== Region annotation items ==
+===+

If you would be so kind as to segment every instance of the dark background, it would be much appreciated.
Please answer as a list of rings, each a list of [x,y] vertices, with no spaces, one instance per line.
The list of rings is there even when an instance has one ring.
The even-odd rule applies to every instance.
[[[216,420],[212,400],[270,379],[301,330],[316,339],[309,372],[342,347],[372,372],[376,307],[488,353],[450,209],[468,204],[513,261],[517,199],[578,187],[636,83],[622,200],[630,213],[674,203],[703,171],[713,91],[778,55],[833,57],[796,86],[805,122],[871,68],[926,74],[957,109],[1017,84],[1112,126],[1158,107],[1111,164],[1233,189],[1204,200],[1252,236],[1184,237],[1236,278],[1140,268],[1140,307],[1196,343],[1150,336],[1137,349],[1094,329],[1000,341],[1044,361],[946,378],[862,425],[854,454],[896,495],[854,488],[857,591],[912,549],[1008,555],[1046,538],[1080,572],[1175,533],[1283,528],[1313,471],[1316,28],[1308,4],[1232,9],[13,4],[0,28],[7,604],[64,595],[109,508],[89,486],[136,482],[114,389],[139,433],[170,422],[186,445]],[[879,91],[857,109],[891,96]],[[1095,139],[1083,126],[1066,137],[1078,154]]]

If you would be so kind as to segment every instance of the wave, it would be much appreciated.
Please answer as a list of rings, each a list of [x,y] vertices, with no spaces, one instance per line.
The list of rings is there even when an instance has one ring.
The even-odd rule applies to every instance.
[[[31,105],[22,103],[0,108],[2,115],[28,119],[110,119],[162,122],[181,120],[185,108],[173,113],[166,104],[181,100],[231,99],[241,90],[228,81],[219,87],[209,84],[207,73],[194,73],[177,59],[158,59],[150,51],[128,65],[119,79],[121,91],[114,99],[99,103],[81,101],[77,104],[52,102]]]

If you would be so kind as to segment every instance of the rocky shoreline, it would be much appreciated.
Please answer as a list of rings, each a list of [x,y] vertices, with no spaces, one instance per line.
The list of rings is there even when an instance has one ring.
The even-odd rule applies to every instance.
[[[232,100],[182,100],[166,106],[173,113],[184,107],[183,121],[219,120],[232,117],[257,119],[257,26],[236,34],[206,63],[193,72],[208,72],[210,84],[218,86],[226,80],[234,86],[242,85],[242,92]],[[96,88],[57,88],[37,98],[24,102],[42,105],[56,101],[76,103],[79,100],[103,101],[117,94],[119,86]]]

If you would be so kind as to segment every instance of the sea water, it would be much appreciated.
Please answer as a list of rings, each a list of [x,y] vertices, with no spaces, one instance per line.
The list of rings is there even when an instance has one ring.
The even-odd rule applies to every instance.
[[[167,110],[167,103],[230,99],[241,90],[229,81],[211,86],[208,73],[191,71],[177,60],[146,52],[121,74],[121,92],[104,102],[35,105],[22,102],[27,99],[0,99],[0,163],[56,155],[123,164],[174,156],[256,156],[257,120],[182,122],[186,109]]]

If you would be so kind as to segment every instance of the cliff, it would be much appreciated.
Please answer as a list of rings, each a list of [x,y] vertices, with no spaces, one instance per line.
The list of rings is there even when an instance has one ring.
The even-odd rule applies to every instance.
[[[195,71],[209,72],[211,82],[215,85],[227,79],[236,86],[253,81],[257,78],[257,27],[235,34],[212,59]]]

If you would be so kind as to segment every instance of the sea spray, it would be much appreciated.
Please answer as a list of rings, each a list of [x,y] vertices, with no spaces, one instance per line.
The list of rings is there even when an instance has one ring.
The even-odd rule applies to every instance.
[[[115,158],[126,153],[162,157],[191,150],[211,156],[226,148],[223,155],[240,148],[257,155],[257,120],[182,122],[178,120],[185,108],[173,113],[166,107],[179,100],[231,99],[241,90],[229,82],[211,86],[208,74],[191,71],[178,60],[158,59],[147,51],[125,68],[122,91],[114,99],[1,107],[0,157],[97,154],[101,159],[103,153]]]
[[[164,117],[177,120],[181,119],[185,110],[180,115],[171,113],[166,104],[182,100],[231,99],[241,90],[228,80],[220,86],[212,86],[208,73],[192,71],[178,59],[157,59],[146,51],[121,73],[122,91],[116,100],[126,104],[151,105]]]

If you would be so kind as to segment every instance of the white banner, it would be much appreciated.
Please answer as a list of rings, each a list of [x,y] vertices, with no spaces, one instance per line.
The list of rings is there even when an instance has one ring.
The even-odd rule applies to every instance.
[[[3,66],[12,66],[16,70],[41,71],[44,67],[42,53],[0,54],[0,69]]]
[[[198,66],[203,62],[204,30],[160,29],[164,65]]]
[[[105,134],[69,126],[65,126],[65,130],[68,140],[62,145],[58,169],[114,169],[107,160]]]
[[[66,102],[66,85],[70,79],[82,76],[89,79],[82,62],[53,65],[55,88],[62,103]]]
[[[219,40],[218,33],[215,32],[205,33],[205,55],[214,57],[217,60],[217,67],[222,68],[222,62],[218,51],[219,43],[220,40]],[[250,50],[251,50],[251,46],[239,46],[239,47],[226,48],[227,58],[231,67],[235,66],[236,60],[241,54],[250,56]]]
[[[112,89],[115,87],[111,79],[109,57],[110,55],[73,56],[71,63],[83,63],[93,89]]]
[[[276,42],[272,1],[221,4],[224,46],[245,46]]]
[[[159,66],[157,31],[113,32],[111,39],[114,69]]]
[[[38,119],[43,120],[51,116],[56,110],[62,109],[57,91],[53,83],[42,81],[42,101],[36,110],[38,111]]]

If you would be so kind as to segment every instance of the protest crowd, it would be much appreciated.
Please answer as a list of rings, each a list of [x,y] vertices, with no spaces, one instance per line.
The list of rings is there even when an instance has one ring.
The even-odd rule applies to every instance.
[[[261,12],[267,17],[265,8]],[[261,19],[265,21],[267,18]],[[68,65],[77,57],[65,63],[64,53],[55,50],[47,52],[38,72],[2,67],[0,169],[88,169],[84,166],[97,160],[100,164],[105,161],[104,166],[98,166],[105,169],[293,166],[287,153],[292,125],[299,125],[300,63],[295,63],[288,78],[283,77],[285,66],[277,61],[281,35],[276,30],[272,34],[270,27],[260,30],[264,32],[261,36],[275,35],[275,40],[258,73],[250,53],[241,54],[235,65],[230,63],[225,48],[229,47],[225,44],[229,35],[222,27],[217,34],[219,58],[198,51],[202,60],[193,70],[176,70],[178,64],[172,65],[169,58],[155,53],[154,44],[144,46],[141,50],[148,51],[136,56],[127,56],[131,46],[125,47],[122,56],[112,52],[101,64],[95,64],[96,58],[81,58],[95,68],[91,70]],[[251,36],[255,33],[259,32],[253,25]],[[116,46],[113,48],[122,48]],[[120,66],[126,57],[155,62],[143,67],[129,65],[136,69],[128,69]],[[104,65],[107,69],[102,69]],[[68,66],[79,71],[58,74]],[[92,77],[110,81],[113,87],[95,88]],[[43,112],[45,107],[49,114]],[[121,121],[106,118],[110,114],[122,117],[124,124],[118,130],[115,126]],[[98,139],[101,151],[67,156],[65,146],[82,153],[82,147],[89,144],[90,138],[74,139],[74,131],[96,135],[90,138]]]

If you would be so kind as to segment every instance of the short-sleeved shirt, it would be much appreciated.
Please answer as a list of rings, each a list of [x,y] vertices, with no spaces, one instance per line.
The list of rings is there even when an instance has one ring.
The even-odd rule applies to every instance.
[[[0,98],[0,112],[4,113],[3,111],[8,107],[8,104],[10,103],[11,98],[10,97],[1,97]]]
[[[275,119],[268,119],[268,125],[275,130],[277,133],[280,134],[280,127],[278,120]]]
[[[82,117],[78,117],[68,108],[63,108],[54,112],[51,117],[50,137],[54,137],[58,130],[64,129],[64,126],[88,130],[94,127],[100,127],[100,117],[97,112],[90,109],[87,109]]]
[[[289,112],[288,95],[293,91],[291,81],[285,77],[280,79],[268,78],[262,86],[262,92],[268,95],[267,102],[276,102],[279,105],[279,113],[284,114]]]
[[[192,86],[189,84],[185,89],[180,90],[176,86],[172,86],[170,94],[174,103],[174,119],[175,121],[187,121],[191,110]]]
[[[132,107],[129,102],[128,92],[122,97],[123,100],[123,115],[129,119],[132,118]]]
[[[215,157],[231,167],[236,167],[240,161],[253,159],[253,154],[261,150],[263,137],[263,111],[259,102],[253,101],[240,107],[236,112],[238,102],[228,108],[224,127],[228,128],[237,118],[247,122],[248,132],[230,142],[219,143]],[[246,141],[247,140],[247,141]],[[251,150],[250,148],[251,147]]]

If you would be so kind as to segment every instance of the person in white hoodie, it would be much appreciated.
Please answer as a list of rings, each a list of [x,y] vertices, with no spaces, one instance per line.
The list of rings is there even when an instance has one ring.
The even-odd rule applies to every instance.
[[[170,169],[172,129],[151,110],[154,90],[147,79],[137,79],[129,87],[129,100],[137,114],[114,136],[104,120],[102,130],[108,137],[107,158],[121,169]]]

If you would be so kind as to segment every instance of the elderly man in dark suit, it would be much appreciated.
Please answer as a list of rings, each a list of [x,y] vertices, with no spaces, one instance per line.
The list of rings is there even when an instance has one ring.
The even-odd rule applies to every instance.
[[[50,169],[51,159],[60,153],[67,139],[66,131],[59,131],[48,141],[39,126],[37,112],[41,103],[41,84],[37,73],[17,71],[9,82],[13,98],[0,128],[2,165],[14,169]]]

+===+

== GIVEN REQUEST ==
Return the lines above, from the one containing "hoodie, it would be much appreciated." to the end, exactly as they stand.

== SOLUTION BELOW ==
If you would be so kind as to segment every instance of the person in white hoodie, it would be much appreciated.
Please answer as a list of rings, each a list of [x,y] vertices, with no spaces, one instance per line.
The list of rings is there even when an instance has one ring.
The even-odd rule applies to every instance.
[[[170,169],[172,129],[151,110],[154,90],[147,79],[137,79],[129,87],[129,100],[137,114],[114,136],[104,120],[102,130],[108,137],[107,158],[121,169]]]

If you would be so kind as to segment every instance of the elderly man in dark suit, it would be much appreciated.
Please answer as a list of rings, each a list of [x,y] vertices, with no spaces, one instance per line.
The list of rings is there even when an instance has one ring.
The even-odd rule applies to every instance.
[[[50,169],[51,159],[60,153],[67,139],[66,131],[59,131],[48,141],[39,126],[37,112],[41,103],[41,84],[37,73],[17,71],[9,82],[13,98],[0,128],[2,165],[14,169]]]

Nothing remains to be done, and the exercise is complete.